Vorliegender Text

********

Standpunkte
Am Puls der Zeit?

Illustration: Jindrich Novotny
Für die einen sind sie wichtige Helfer im Alltag, für die anderen unheilvolle Werkzeuge der Überwachung. Sie sind in Armbänder und Brillen integriert oder als Apps auf unsere Smartphones geladen; sie messen, speichern, verorten unsere persönlichsten Daten. Wearables, tragbare Minicomputer, erobern immer neue Bereiche unseres täglichen Lebens. Zu unser aller Nutzen? Zwei Blickwinkel
So klein sie sind, so vielfältig ist ihr Nutzen. Die Auswertung der gesammelten Daten kann beim Träger des Geräts zu einem gesundheitsbewussteren Verhalten (etwa durch Berechnung des Kalorienbedarfs) beitragen oder ihn spielerisch zu sportlichen Aktivitäten anregen. Wearables können genutzt werden als komfortable Auto- oder Haustürschlüssel, als digitale Fahrkarten oder zum bargeldlosen Bezahlen. Daneben speichern sie auch persönliche Daten, etwa zur Gesundheit, damit diese bei Bedarf für Ärzte schnell verfügbar sind. Im besten Fall werden sie so zu Lebensrettern. Da sie häufig g als praktisches Mode-Accessoire und weniger als technisches Gerät wahrgenommen werden, ist die Akzeptanzschwelle bei vielen Menschen niedrig. Auch Anwendungen in Unternehmen sind denkbar, etwa zur Steuerung des Zugriffs s auf Software oder Maschinen.

********

Ausgelesenes Material
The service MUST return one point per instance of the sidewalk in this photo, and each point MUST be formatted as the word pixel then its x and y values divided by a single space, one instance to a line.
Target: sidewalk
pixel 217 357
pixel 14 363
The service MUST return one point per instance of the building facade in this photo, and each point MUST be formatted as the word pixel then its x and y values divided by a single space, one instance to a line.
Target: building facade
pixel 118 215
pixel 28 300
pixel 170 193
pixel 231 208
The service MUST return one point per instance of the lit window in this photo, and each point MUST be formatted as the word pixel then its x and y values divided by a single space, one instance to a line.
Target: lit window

********

Aufgabenübersicht
1. Weshalb ist laut dem Text über Wearables die Akzeptanzschwelle bei vielen Menschen niedrig?
2. Schreibe den Text über Wearables weiter, beginnend nach seinem letzten Satz.
Die Zeilen spielen hierfür keine Rolle.

Lösungen
1. Weil Wearables häufig als praktisches Mode-Accessoire und weniger als technisches Gerät wahrgenommen werden.

2.
Andreas Oberweis ist Vorstandsmitglied des FZI Forschungszentrum Informatik und Vizepräsident der Gesellschaft für Informatik e.V.. Illustration: Jindrich Novotny
Der sichere Umgang mit teilweise sensiblen Daten, die über Wearables gesammelt werden, ist sicherlich eine Herausforderung nicht nur in technischer Hinsicht, sondern auch im Hinblick auf die entsprechende Bewusstseinsbildung bei Anwendern. Aus ökonomischer Sicht jedoch haben die kleinen Alleskönner ein riesiges Marktpotenzial, sie werden in der einen oder anderen Erscheinungsform allgegenwärtiger, unverzichtbarer Bestandteil unseres künftigen Lebens sein.
Häufig wird eingewendet, dass die eigenen Daten uninteressant seien. Doch wer so etwas behauptet, dem fehlt nur die Fantasie, wie durchschaubar wir durch diese Sensordaten werden und welchen Nutzen und Wert sie haben können, wenn sie gegen uns verwendet werden.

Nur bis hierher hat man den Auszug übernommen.